(Records excerpted from a collection)
◇ ◇ ◇
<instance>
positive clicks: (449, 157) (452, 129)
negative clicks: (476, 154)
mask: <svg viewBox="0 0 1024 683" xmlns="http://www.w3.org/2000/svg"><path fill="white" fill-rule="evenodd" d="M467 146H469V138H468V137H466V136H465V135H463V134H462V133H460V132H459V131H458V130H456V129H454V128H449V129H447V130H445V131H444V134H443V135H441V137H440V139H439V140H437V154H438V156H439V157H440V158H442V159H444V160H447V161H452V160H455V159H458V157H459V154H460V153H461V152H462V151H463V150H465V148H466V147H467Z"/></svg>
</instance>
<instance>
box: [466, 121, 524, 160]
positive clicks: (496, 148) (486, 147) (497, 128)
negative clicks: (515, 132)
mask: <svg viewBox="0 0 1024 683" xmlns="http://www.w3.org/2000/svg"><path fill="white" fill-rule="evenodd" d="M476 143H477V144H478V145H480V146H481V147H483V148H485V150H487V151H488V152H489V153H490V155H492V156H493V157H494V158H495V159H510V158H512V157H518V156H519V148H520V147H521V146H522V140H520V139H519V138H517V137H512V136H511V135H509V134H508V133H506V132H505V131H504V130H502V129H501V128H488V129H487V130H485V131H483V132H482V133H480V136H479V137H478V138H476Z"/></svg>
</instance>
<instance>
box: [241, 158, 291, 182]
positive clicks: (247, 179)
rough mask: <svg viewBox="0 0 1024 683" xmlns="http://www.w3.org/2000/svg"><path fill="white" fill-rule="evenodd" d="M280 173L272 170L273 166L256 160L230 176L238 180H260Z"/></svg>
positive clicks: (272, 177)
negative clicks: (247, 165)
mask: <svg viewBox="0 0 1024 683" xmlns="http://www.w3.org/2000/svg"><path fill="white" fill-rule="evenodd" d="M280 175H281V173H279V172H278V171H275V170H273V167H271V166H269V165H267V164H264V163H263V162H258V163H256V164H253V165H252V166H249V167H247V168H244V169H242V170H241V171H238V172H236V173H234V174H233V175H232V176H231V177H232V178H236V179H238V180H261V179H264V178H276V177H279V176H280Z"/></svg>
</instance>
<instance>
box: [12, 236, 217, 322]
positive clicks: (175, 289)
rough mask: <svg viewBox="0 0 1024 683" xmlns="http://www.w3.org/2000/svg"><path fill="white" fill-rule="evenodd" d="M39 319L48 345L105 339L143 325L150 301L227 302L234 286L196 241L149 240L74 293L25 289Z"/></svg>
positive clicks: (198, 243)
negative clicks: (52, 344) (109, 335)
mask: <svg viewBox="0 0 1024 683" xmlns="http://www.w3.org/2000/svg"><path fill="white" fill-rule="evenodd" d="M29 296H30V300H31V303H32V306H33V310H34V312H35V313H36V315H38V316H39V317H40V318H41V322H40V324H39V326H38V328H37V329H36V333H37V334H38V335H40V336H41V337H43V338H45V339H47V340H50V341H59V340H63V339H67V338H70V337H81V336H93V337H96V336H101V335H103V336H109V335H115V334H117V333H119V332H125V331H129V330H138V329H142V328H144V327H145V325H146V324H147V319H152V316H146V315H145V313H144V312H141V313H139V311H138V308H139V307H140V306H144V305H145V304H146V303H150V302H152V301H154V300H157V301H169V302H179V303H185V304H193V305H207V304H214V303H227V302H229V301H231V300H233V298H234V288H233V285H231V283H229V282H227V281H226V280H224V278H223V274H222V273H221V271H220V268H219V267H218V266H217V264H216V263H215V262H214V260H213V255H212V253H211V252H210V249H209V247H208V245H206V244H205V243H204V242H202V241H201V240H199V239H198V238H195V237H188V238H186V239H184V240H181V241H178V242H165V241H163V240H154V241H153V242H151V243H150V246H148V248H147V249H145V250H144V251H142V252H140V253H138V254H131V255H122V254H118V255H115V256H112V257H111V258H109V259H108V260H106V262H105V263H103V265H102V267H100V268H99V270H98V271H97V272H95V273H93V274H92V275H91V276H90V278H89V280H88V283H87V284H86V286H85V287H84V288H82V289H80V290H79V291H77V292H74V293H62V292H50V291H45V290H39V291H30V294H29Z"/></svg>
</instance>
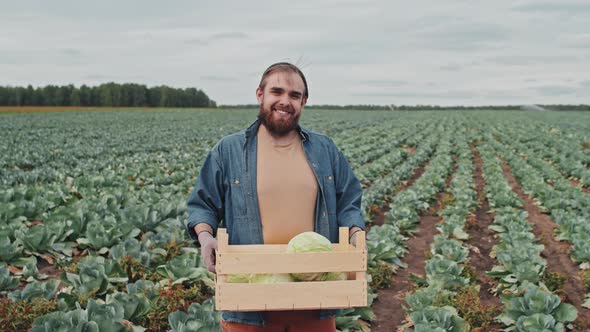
◇ ◇ ◇
◆ **Exercise**
Copy the lines of the material above, from the line with "negative clicks: (247, 165)" to the line with "positive clicks: (198, 243)", both included, with nothing changed.

◆ **Result**
negative clicks: (247, 165)
mask: <svg viewBox="0 0 1024 683" xmlns="http://www.w3.org/2000/svg"><path fill="white" fill-rule="evenodd" d="M280 175H281V173H279V172H278V171H275V170H273V167H271V166H269V165H267V164H264V163H263V162H258V163H256V164H253V165H252V166H249V167H247V168H244V169H242V170H241V171H238V172H236V173H234V174H233V175H232V176H231V177H232V178H236V179H238V180H261V179H264V178H276V177H279V176H280Z"/></svg>
</instance>
<instance>
box: [12, 236, 217, 322]
positive clicks: (175, 289)
rough mask: <svg viewBox="0 0 1024 683" xmlns="http://www.w3.org/2000/svg"><path fill="white" fill-rule="evenodd" d="M39 319L48 345L105 339L143 325L150 301L227 302L234 286L196 241L149 240L74 293L25 289Z"/></svg>
positive clicks: (198, 243)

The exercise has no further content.